→ WHAT TO DO:
Copy every entry below word for word, but omit the pictures.

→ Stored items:
......

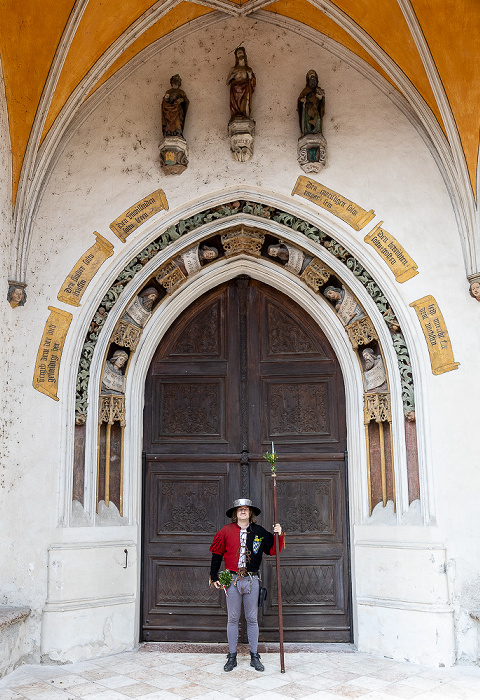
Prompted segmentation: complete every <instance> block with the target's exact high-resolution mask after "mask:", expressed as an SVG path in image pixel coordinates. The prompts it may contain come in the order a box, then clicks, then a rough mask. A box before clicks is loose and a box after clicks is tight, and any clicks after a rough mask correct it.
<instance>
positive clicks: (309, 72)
mask: <svg viewBox="0 0 480 700" xmlns="http://www.w3.org/2000/svg"><path fill="white" fill-rule="evenodd" d="M297 110H298V118H299V125H300V133H301V134H302V135H301V137H300V138H299V140H298V156H297V159H298V162H299V164H300V167H301V168H302V170H303V171H304V172H306V173H318V172H319V171H320V170H321V169H322V168H323V166H324V165H325V163H326V160H327V155H326V146H327V142H326V140H325V138H324V136H323V133H322V124H323V115H324V113H325V92H324V90H323V89H322V88H321V87H320V85H319V84H318V75H317V72H316V71H315V70H309V71H308V73H307V76H306V85H305V87H304V88H303V90H302V92H301V93H300V95H299V97H298V101H297Z"/></svg>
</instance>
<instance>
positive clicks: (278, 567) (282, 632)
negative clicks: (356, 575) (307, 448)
mask: <svg viewBox="0 0 480 700" xmlns="http://www.w3.org/2000/svg"><path fill="white" fill-rule="evenodd" d="M264 456H265V459H266V460H267V461H268V462H270V465H271V468H272V476H273V520H274V526H275V525H276V523H277V522H278V519H277V465H276V461H277V455H276V454H275V448H274V446H273V442H272V451H271V452H270V453H268V452H267V453H266V454H265V455H264ZM273 537H274V542H275V559H276V569H277V600H278V633H279V639H280V671H281V673H285V655H284V651H283V613H282V582H281V580H280V546H279V540H278V535H277V533H276V532H274V533H273Z"/></svg>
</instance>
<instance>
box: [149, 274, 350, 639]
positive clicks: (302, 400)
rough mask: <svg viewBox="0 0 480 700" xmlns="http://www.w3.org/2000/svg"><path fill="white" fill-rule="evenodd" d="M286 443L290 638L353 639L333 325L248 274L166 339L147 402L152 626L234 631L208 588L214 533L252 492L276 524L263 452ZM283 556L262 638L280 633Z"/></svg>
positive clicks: (344, 410)
mask: <svg viewBox="0 0 480 700" xmlns="http://www.w3.org/2000/svg"><path fill="white" fill-rule="evenodd" d="M272 440H273V441H274V442H275V449H276V451H277V452H278V454H279V462H278V479H277V481H278V509H279V510H278V512H279V520H281V522H282V525H283V526H284V529H285V531H286V533H287V547H286V549H285V551H284V552H283V553H282V568H281V571H282V600H283V614H284V631H285V640H286V641H316V642H320V641H349V640H350V638H351V622H350V604H349V599H350V593H349V592H350V582H349V573H348V572H349V566H348V546H347V539H348V529H347V508H346V467H345V449H346V428H345V395H344V388H343V382H342V377H341V372H340V368H339V365H338V362H337V360H336V358H335V355H334V353H333V350H332V348H331V347H330V345H329V343H328V341H327V340H326V338H325V336H324V334H323V333H322V332H321V330H320V329H319V328H318V326H316V324H315V323H314V322H313V321H312V319H311V318H310V317H309V316H308V314H307V313H306V312H304V311H303V310H302V309H301V308H300V307H299V306H298V305H296V304H295V303H294V302H292V301H291V300H290V299H288V298H287V297H285V296H284V295H283V294H281V293H280V292H277V291H276V290H274V289H272V288H271V287H268V286H266V285H263V284H261V283H259V282H255V281H253V280H250V279H248V278H246V277H239V278H237V279H235V280H233V281H232V282H230V283H228V284H225V285H222V286H221V287H218V288H216V289H215V290H212V291H211V292H208V293H207V294H206V295H204V296H203V297H202V298H201V299H199V300H197V301H196V302H195V303H194V304H192V306H191V307H190V308H189V309H187V310H186V311H185V312H184V313H183V314H182V315H181V316H180V317H179V318H178V319H177V321H176V322H175V324H174V325H173V327H172V328H171V329H170V330H169V332H168V333H167V334H166V336H165V338H164V339H163V340H162V342H161V344H160V345H159V347H158V349H157V351H156V353H155V356H154V358H153V360H152V363H151V366H150V370H149V373H148V377H147V385H146V395H145V413H144V450H145V458H144V529H143V575H142V580H143V613H142V638H143V639H144V640H149V641H210V642H222V641H225V625H226V615H225V597H224V594H223V592H212V591H210V589H209V587H208V583H207V581H208V570H209V563H210V554H209V551H208V548H209V546H210V544H211V541H212V538H213V535H214V533H215V532H216V531H217V530H219V529H220V528H221V527H222V526H223V525H224V524H225V523H226V517H225V511H226V510H227V508H228V507H230V506H231V503H232V501H233V500H234V499H235V498H239V497H242V496H243V497H250V498H252V500H253V501H254V502H255V503H257V504H259V506H260V507H261V508H262V514H261V515H260V517H259V523H260V524H262V525H263V526H264V527H267V528H268V529H271V528H272V520H273V506H272V484H271V481H272V479H271V475H270V471H269V465H268V464H267V462H266V461H265V460H263V459H262V455H263V453H264V452H265V451H266V449H268V448H270V446H271V442H272ZM274 563H275V562H274V558H273V557H264V562H263V581H264V584H265V585H266V587H267V588H268V590H269V596H268V599H267V603H266V605H265V606H264V609H263V613H262V614H261V616H260V618H259V622H260V638H261V640H262V639H263V640H265V641H268V640H270V641H273V640H276V639H278V622H277V599H276V586H275V567H274Z"/></svg>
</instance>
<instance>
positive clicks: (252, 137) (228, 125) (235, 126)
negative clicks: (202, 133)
mask: <svg viewBox="0 0 480 700" xmlns="http://www.w3.org/2000/svg"><path fill="white" fill-rule="evenodd" d="M227 85H228V86H229V87H230V121H229V123H228V134H229V136H230V148H231V151H232V154H233V157H234V158H235V160H237V161H239V162H240V163H244V162H246V161H247V160H250V158H251V157H252V155H253V138H254V135H255V122H254V121H253V119H252V118H251V114H252V97H253V93H254V92H255V86H256V78H255V73H254V72H253V70H252V69H251V68H250V66H249V65H248V61H247V54H246V51H245V49H244V47H243V46H239V47H238V48H237V49H235V65H234V66H233V68H231V69H230V72H229V74H228V78H227Z"/></svg>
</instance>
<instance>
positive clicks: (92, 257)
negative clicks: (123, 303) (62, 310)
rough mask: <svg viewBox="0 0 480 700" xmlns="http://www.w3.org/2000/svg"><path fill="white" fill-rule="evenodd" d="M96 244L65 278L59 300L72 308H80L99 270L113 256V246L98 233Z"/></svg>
mask: <svg viewBox="0 0 480 700" xmlns="http://www.w3.org/2000/svg"><path fill="white" fill-rule="evenodd" d="M94 235H95V236H96V238H97V241H96V243H94V245H92V247H91V248H89V249H88V250H87V252H86V253H85V255H83V256H82V257H81V258H80V260H79V261H78V262H77V263H76V264H75V266H74V267H73V268H72V270H71V272H70V273H69V274H68V275H67V277H66V278H65V282H64V283H63V284H62V287H61V289H60V291H59V292H58V295H57V299H58V300H59V301H64V302H65V303H66V304H71V305H72V306H80V299H81V298H82V295H83V293H84V291H85V289H86V288H87V285H88V283H89V282H91V280H92V279H93V277H94V276H95V274H96V272H97V271H98V268H99V267H100V265H102V263H104V262H105V260H106V259H107V258H109V257H110V256H111V255H113V245H112V244H111V243H110V242H109V241H107V239H106V238H104V237H103V236H101V235H100V234H99V233H97V232H96V231H95V232H94Z"/></svg>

......

→ TASK SOLUTION:
Prompted segmentation: complete every <instance> block with the target's exact high-resolution mask after "mask:", expressed as an SVG path in image pixel coordinates. The prompts it may contain come in the order a box, then clicks, then a rough mask. A box before clicks is loose and a box after clicks is tight, and any clicks after a rough mask correct it.
<instance>
positive clicks: (309, 72)
mask: <svg viewBox="0 0 480 700" xmlns="http://www.w3.org/2000/svg"><path fill="white" fill-rule="evenodd" d="M297 110H298V118H299V125H300V133H301V134H302V135H301V137H300V138H299V140H298V156H297V159H298V162H299V164H300V167H301V168H302V170H303V171H304V172H306V173H318V172H319V171H320V170H321V169H322V168H323V166H324V165H325V163H326V160H327V155H326V146H327V142H326V140H325V138H324V136H323V133H322V124H323V115H324V113H325V92H324V90H323V89H322V88H321V87H320V85H319V84H318V75H317V72H316V71H315V70H309V71H308V73H307V76H306V85H305V87H304V88H303V90H302V92H301V93H300V95H299V97H298V101H297Z"/></svg>
</instance>
<instance>
positive clicks: (278, 567) (282, 632)
negative clicks: (356, 575) (307, 448)
mask: <svg viewBox="0 0 480 700" xmlns="http://www.w3.org/2000/svg"><path fill="white" fill-rule="evenodd" d="M264 456H265V459H266V460H267V461H268V462H270V465H271V468H272V476H273V520H274V526H275V525H276V523H277V522H278V519H277V465H276V461H277V455H276V454H275V448H274V446H273V442H272V451H271V452H270V453H268V452H267V453H266V454H265V455H264ZM273 537H274V542H275V559H276V569H277V600H278V633H279V639H280V671H281V673H285V655H284V651H283V613H282V582H281V580H280V546H279V540H278V535H277V533H276V532H274V533H273Z"/></svg>
</instance>
<instance>
box: [149, 274, 350, 639]
positive clicks: (302, 400)
rough mask: <svg viewBox="0 0 480 700" xmlns="http://www.w3.org/2000/svg"><path fill="white" fill-rule="evenodd" d="M286 443L290 638L353 639L333 325L248 274L166 339L147 402L152 626L234 631L208 588L214 533L252 492L276 524L263 452ZM283 556L262 638L280 633Z"/></svg>
positive clicks: (344, 410)
mask: <svg viewBox="0 0 480 700" xmlns="http://www.w3.org/2000/svg"><path fill="white" fill-rule="evenodd" d="M272 440H273V441H274V442H275V449H276V451H277V452H278V454H279V462H278V479H277V481H278V509H279V510H278V512H279V520H281V522H282V525H283V526H284V529H285V531H286V533H287V547H286V549H285V551H284V552H283V553H282V568H281V571H282V600H283V614H284V631H285V640H286V641H316V642H320V641H349V640H350V638H351V622H350V604H349V599H350V593H349V592H350V582H349V573H348V572H349V566H348V546H347V539H348V529H347V508H346V467H345V449H346V428H345V395H344V388H343V382H342V377H341V372H340V368H339V365H338V362H337V360H336V358H335V355H334V353H333V350H332V348H331V347H330V345H329V343H328V341H327V340H326V338H325V336H324V334H323V333H322V332H321V330H320V329H319V328H318V326H316V324H315V323H314V322H313V321H312V319H311V318H310V317H309V316H308V314H307V313H306V312H304V311H303V310H302V309H301V308H300V307H299V306H298V305H296V304H295V303H294V302H292V301H291V300H290V299H288V298H287V297H285V296H284V295H283V294H281V293H280V292H277V291H276V290H274V289H272V288H271V287H268V286H266V285H263V284H261V283H259V282H255V281H253V280H250V279H248V278H246V277H239V278H237V279H235V280H233V281H232V282H230V283H228V284H225V285H222V286H221V287H218V288H216V289H215V290H212V291H211V292H208V293H207V294H206V295H204V296H203V297H202V298H201V299H199V300H197V301H196V302H195V303H194V304H192V306H191V307H190V308H189V309H187V310H186V311H185V312H184V313H183V314H182V315H181V316H180V317H179V318H178V319H177V321H176V322H175V324H174V325H173V327H172V328H171V329H170V330H169V332H168V333H167V334H166V336H165V338H164V339H163V340H162V342H161V344H160V345H159V347H158V349H157V351H156V353H155V356H154V358H153V360H152V363H151V366H150V370H149V373H148V377H147V385H146V395H145V413H144V450H145V458H144V529H143V575H142V580H143V613H142V638H143V639H144V640H149V641H210V642H222V641H225V625H226V615H225V597H224V594H223V592H212V591H210V589H209V587H208V583H207V581H208V570H209V563H210V554H209V551H208V548H209V546H210V544H211V541H212V538H213V535H214V533H215V532H216V531H217V530H219V529H220V528H221V527H222V526H223V525H224V524H225V523H226V517H225V511H226V510H227V508H228V507H230V506H231V503H232V501H233V500H234V499H235V498H239V497H242V496H243V497H250V498H252V500H253V501H254V502H255V503H257V504H259V506H260V507H261V508H262V514H261V515H260V517H259V523H260V524H262V525H263V526H264V527H267V528H268V529H271V528H272V520H273V506H272V484H271V481H272V479H271V475H270V471H269V465H268V464H267V462H266V461H265V460H263V459H262V455H263V453H264V452H265V451H266V449H268V448H270V446H271V442H272ZM274 563H275V562H274V558H273V557H264V562H263V581H264V584H265V585H266V587H267V588H268V590H269V596H268V599H267V603H266V605H265V606H264V609H263V613H262V614H261V616H260V618H259V622H260V638H261V640H262V639H263V640H265V641H268V640H270V641H273V640H276V639H278V622H277V599H276V586H275V567H274Z"/></svg>
</instance>
<instance>
positive clicks: (252, 137) (228, 125) (235, 126)
negative clicks: (202, 133)
mask: <svg viewBox="0 0 480 700" xmlns="http://www.w3.org/2000/svg"><path fill="white" fill-rule="evenodd" d="M227 85H228V86H229V87H230V121H229V123H228V134H229V136H230V148H231V151H232V154H233V157H234V158H235V160H237V161H239V162H240V163H244V162H246V161H247V160H250V158H251V157H252V155H253V138H254V135H255V122H254V121H253V119H252V118H251V114H252V97H253V93H254V92H255V86H256V78H255V73H254V72H253V70H252V69H251V68H250V66H249V65H248V61H247V54H246V51H245V49H244V47H243V46H239V47H238V48H237V49H235V65H234V66H233V68H231V69H230V72H229V74H228V78H227Z"/></svg>
</instance>
<instance>
positive clicks: (92, 257)
negative clicks: (123, 303) (62, 310)
rough mask: <svg viewBox="0 0 480 700" xmlns="http://www.w3.org/2000/svg"><path fill="white" fill-rule="evenodd" d="M96 244L65 278L59 300L72 308H80L99 270L113 256V246L98 233Z"/></svg>
mask: <svg viewBox="0 0 480 700" xmlns="http://www.w3.org/2000/svg"><path fill="white" fill-rule="evenodd" d="M94 235H95V236H96V238H97V241H96V243H94V245H92V247H91V248H89V249H88V250H87V252H86V253H85V255H83V256H82V257H81V258H80V260H79V261H78V262H77V263H76V264H75V266H74V267H73V268H72V270H71V272H70V273H69V274H68V275H67V277H66V278H65V282H64V283H63V284H62V287H61V289H60V291H59V292H58V295H57V299H58V300H59V301H64V302H65V303H66V304H71V305H72V306H80V299H81V298H82V295H83V293H84V291H85V289H86V288H87V285H88V283H89V282H91V280H92V279H93V277H94V276H95V274H96V272H97V271H98V268H99V267H100V265H102V263H104V262H105V260H106V259H107V258H109V257H110V256H111V255H113V245H112V244H111V243H110V242H109V241H107V239H106V238H104V237H103V236H101V235H100V234H99V233H97V232H96V231H95V232H94Z"/></svg>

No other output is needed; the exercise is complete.